**Written request**
Copy out all the entries word for word.

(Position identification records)
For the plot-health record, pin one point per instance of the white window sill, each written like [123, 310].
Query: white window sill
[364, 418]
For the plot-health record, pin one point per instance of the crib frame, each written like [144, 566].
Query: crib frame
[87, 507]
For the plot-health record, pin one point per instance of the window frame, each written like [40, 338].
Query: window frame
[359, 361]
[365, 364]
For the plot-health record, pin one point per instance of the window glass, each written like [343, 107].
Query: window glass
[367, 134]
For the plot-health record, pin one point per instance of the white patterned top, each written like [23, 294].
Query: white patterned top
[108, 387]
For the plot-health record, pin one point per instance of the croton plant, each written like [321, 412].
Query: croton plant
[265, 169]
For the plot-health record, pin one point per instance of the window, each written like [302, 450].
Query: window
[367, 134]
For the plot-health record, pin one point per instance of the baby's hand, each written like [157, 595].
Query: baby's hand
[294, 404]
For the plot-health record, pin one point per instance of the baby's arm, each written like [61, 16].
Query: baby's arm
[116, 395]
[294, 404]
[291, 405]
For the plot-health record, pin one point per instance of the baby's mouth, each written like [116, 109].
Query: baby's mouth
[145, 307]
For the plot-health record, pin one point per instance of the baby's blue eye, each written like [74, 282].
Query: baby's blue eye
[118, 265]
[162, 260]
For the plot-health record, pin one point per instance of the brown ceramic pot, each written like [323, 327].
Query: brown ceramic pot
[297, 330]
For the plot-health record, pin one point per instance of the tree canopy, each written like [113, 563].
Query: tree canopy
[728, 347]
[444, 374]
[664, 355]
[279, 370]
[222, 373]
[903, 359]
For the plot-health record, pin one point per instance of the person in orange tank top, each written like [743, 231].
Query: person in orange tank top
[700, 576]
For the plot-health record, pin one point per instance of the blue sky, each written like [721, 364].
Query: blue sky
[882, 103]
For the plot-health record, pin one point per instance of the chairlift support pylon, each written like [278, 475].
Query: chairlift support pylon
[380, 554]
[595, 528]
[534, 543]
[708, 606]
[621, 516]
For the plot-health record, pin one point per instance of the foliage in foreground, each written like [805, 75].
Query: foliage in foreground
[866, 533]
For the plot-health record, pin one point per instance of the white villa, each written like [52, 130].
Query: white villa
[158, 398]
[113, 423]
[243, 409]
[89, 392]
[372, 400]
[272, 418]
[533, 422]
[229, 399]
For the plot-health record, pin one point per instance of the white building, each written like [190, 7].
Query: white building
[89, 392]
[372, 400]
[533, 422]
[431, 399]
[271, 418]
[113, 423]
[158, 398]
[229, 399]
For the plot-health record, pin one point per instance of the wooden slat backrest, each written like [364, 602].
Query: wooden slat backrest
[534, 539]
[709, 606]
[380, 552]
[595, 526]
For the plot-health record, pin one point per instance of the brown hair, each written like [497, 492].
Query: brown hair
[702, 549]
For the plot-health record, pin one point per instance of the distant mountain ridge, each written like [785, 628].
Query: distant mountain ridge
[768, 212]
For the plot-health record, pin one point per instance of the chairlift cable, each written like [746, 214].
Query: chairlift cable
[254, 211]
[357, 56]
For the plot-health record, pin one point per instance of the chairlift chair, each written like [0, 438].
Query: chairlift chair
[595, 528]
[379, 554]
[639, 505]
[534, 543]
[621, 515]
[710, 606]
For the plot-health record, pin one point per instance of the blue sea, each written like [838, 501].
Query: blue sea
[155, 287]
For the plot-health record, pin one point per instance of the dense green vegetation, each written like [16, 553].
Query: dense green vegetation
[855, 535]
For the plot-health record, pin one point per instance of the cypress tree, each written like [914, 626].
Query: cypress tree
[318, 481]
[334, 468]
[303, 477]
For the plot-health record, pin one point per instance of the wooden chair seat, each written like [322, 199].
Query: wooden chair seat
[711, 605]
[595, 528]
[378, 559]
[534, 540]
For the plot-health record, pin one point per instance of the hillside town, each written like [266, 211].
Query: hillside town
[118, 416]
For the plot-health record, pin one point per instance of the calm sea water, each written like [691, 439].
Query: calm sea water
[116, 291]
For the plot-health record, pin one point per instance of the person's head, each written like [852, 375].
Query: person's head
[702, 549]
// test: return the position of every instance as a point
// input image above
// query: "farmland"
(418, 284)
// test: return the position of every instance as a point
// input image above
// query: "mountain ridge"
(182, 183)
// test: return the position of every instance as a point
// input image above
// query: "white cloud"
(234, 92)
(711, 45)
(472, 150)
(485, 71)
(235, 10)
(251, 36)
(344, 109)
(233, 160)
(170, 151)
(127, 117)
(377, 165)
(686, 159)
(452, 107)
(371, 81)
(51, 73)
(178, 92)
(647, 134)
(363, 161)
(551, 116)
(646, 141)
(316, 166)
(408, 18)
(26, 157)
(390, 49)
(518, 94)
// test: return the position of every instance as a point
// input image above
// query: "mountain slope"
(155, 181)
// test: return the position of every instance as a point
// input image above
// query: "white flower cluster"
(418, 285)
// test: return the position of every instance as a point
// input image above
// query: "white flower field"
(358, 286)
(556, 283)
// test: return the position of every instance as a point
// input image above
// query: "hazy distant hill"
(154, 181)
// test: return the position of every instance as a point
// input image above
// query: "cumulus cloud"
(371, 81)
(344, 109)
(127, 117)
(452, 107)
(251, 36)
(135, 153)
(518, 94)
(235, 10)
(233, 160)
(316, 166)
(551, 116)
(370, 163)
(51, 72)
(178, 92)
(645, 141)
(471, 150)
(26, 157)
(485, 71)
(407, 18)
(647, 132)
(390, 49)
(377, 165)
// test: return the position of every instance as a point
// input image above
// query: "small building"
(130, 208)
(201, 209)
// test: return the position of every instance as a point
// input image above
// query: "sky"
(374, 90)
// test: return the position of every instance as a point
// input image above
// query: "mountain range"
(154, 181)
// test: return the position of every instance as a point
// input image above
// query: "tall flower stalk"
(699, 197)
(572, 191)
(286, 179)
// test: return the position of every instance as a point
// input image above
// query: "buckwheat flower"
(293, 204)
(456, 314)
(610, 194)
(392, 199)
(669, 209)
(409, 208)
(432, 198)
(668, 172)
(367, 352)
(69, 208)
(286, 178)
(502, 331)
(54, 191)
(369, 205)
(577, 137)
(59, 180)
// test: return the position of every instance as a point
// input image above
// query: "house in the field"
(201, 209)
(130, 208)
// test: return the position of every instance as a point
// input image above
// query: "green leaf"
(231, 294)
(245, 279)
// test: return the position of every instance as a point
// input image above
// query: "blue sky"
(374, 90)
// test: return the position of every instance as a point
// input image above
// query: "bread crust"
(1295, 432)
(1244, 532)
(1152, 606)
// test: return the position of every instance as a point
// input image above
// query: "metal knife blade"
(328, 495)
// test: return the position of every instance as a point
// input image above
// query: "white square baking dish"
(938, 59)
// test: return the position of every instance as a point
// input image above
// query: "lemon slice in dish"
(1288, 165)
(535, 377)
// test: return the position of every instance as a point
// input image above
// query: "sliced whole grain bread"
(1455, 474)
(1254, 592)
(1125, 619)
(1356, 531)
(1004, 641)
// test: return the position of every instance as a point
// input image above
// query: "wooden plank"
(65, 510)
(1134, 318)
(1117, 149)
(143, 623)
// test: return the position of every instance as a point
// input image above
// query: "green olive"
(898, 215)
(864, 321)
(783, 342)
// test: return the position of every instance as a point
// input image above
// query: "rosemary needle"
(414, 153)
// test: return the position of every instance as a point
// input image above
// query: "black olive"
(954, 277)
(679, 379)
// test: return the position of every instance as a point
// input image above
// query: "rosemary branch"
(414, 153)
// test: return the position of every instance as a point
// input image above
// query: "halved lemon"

**Completed exercise**
For the plot-health record, pin one point per instance of the white window sill, each written like [123, 310].
Query: white window sill
[364, 418]
For the plot-health record, pin one point per instance of the crib frame, each written like [144, 566].
Query: crib frame
[87, 507]
For the plot-health record, pin one point per instance of the window frame, each written like [40, 338].
Query: window frame
[359, 361]
[365, 364]
For the plot-health record, pin one point per instance of the window glass, each written like [343, 107].
Query: window glass
[367, 134]
For the plot-health record, pin one point per instance of the white patterned top, each written like [23, 294].
Query: white patterned top
[108, 387]
For the plot-health record, pin one point per instance of the croton plant, each written like [321, 412].
Query: croton plant
[265, 169]
For the plot-health record, pin one point per instance of the window, each written like [302, 450].
Query: window
[367, 134]
For the plot-health record, pin one point per instance of the baby's hand, each written like [157, 595].
Query: baby's hand
[294, 404]
For the plot-health record, pin one point per instance of the baby's arm, each written like [61, 16].
Query: baby's arm
[116, 395]
[294, 404]
[291, 405]
For the plot-health record, pin one point per instance of the baby's mouth, each written like [116, 109].
Query: baby's mouth
[145, 307]
For the plot-health record, pin one point per instance of the baby's blue eye, each written like [74, 282].
Query: baby's blue eye
[118, 265]
[162, 260]
For the plot-health record, pin one point per instance of the brown ceramic pot, each written like [323, 327].
Query: brown ceramic pot
[297, 330]
For the plot-health record, pin one point per instance of the tree canopy, each written like [113, 563].
Query: tree canopy
[728, 347]
[444, 374]
[664, 355]
[279, 370]
[222, 373]
[903, 359]
For the plot-health record, pin one point per instance of the person in orange tank top, each written like [743, 231].
Query: person in orange tank top
[700, 576]
For the plot-health record, pin one point per instance of the blue sky, each written like [721, 364].
Query: blue sky
[882, 103]
For the plot-health record, pin one point per instance of the chairlift support pylon, each written like [278, 475].
Query: chairlift support pylon
[380, 554]
[595, 528]
[534, 543]
[708, 606]
[621, 516]
For the plot-health record, pin one point per instance of the foliage in foreground, each written like [805, 75].
Query: foliage in foreground
[866, 533]
For the plot-health record, pin one point per instance of the white villa, each written like [52, 130].
Query: white villa
[158, 398]
[113, 423]
[243, 409]
[89, 392]
[372, 400]
[272, 418]
[533, 422]
[229, 399]
For the plot-health record, pin one point per instance of the white building, each written like [190, 7].
Query: white building
[89, 392]
[372, 400]
[533, 422]
[431, 399]
[271, 418]
[113, 423]
[158, 398]
[229, 399]
For the plot-health record, pin one point per instance of the wooden slat backrest, each written like [364, 602].
Query: wooden slat backrest
[534, 539]
[709, 606]
[380, 552]
[595, 526]
For the plot-health record, pin one point per instance of the brown hair, each written like [497, 492].
Query: brown hair
[702, 549]
For the plot-health record, pin one point per instance of the distant mountain ridge, each written like [785, 628].
Query: distant mountain ridge
[768, 212]
For the plot-health record, pin one point per instance of the chairlift cable, each written like [746, 214].
Query: chairlift cable
[254, 211]
[357, 56]
For the plot-health record, pin one point per instance of the chairlift chair, each written like [0, 438].
Query: chairlift chair
[595, 528]
[379, 554]
[639, 505]
[534, 543]
[621, 515]
[710, 606]
For the plot-health record, pin one point per instance of the blue sea, each written like [838, 501].
Query: blue sea
[155, 287]
For the plot-health record, pin one point per instance of the dense green vegetation, each written like [16, 553].
Query: dense green vegetation
[855, 535]
For the plot-health record, pin one point per instance of the cypress tree, each written like [914, 626].
Query: cypress tree
[318, 481]
[334, 468]
[303, 477]
For the plot-health record, pin one point per instance of the wooden chair seat, each written like [322, 199].
Query: wooden chair seat
[711, 605]
[595, 528]
[378, 559]
[534, 540]
For the plot-health record, pin one point per instance of the hillside town, each written like [266, 211].
Query: hillside town
[118, 416]
For the plot-health record, pin one point per instance of the calm sea water, each written like [691, 439].
Query: calm sea water
[116, 291]
For the plot-health record, pin one point per instance of the person's head, each written like [852, 375].
Query: person's head
[702, 549]
// test: return the position of every instance as a point
// input image above
// query: "farmland"
(418, 284)
// test: return the position of every instance as a point
// input image above
// query: "mountain ridge"
(182, 183)
// test: return the position of every instance as a point
// input image above
// query: "white cloud"
(234, 92)
(711, 45)
(472, 150)
(485, 71)
(235, 10)
(251, 36)
(344, 109)
(233, 160)
(170, 151)
(127, 117)
(377, 165)
(686, 159)
(452, 107)
(371, 81)
(51, 73)
(178, 92)
(647, 134)
(363, 161)
(551, 116)
(646, 141)
(316, 166)
(408, 18)
(26, 157)
(390, 49)
(518, 94)
// test: return the position of every instance as a point
// input image above
// query: "mountain slope"
(155, 181)
// test: return the position of every instance as a point
// input image above
// query: "white flower cluster"
(418, 285)
// test: return the position of every instance as a point
// input image above
// query: "white flower field"
(358, 286)
(556, 283)
// test: return the position of every instance as a point
// input image above
// query: "hazy distant hill"
(154, 181)
// test: return the position of every instance as a point
// input image above
// query: "cumulus cloud"
(371, 81)
(344, 109)
(127, 117)
(452, 107)
(251, 36)
(135, 153)
(518, 94)
(235, 10)
(233, 160)
(316, 166)
(551, 116)
(370, 163)
(51, 72)
(178, 92)
(645, 141)
(471, 150)
(26, 157)
(485, 71)
(407, 18)
(647, 132)
(390, 49)
(377, 165)
// test: return the position of every instance as a point
// input image above
// query: "small building"
(130, 208)
(201, 209)
// test: return the position of every instance as a point
// input image above
// query: "sky"
(374, 90)
// test: return the position of every instance as a point
// input image above
// query: "mountain range"
(154, 181)
// test: return the position of every instance as a point
// input image above
// query: "tall flower stalk"
(699, 197)
(572, 191)
(286, 179)
// test: return the position of every instance as a point
// input image above
// query: "buckwheat flower"
(293, 204)
(456, 314)
(610, 194)
(392, 199)
(669, 209)
(409, 208)
(432, 198)
(668, 172)
(367, 352)
(69, 208)
(286, 178)
(502, 331)
(54, 191)
(369, 205)
(577, 137)
(59, 180)
// test: return the position of every instance as a point
// input image above
// query: "house in the field"
(201, 209)
(130, 208)
// test: return the position of every instance as a point
// input image above
// query: "green leaf"
(231, 294)
(245, 279)
// test: return the position of every instance as a point
// input image above
// query: "blue sky"
(374, 90)
// test: return the position of every instance as a point
// input image above
// query: "bread crust"
(1295, 432)
(1244, 532)
(1152, 606)
// test: return the position of every instance as a point
// input image above
// query: "metal knife blade"
(328, 495)
// test: return the position of every instance as a point
// input image above
// query: "white square baking dish"
(938, 59)
// test: return the position of every instance as a point
// input image above
// query: "lemon slice in dish"
(1288, 165)
(535, 377)
// test: return the position of every instance as a point
// input image above
// query: "sliced whole grain bread"
(1455, 474)
(1254, 592)
(1125, 619)
(1356, 531)
(1004, 641)
// test: return the position of every instance as a point
// input image above
// query: "wooden plank"
(65, 510)
(1134, 318)
(1117, 149)
(143, 623)
// test: return the position of every instance as a point
// input image above
// query: "green olive"
(898, 215)
(864, 321)
(783, 342)
// test: return the position of every instance as a point
// input image above
// query: "rosemary needle"
(414, 153)
// test: return the position of every instance as a point
// input image above
// query: "black olive"
(954, 277)
(679, 379)
// test: return the position of every instance as a point
// input image above
// query: "rosemary branch"
(414, 153)
// test: return the position of every instance as a point
// input image above
// query: "halved lemon"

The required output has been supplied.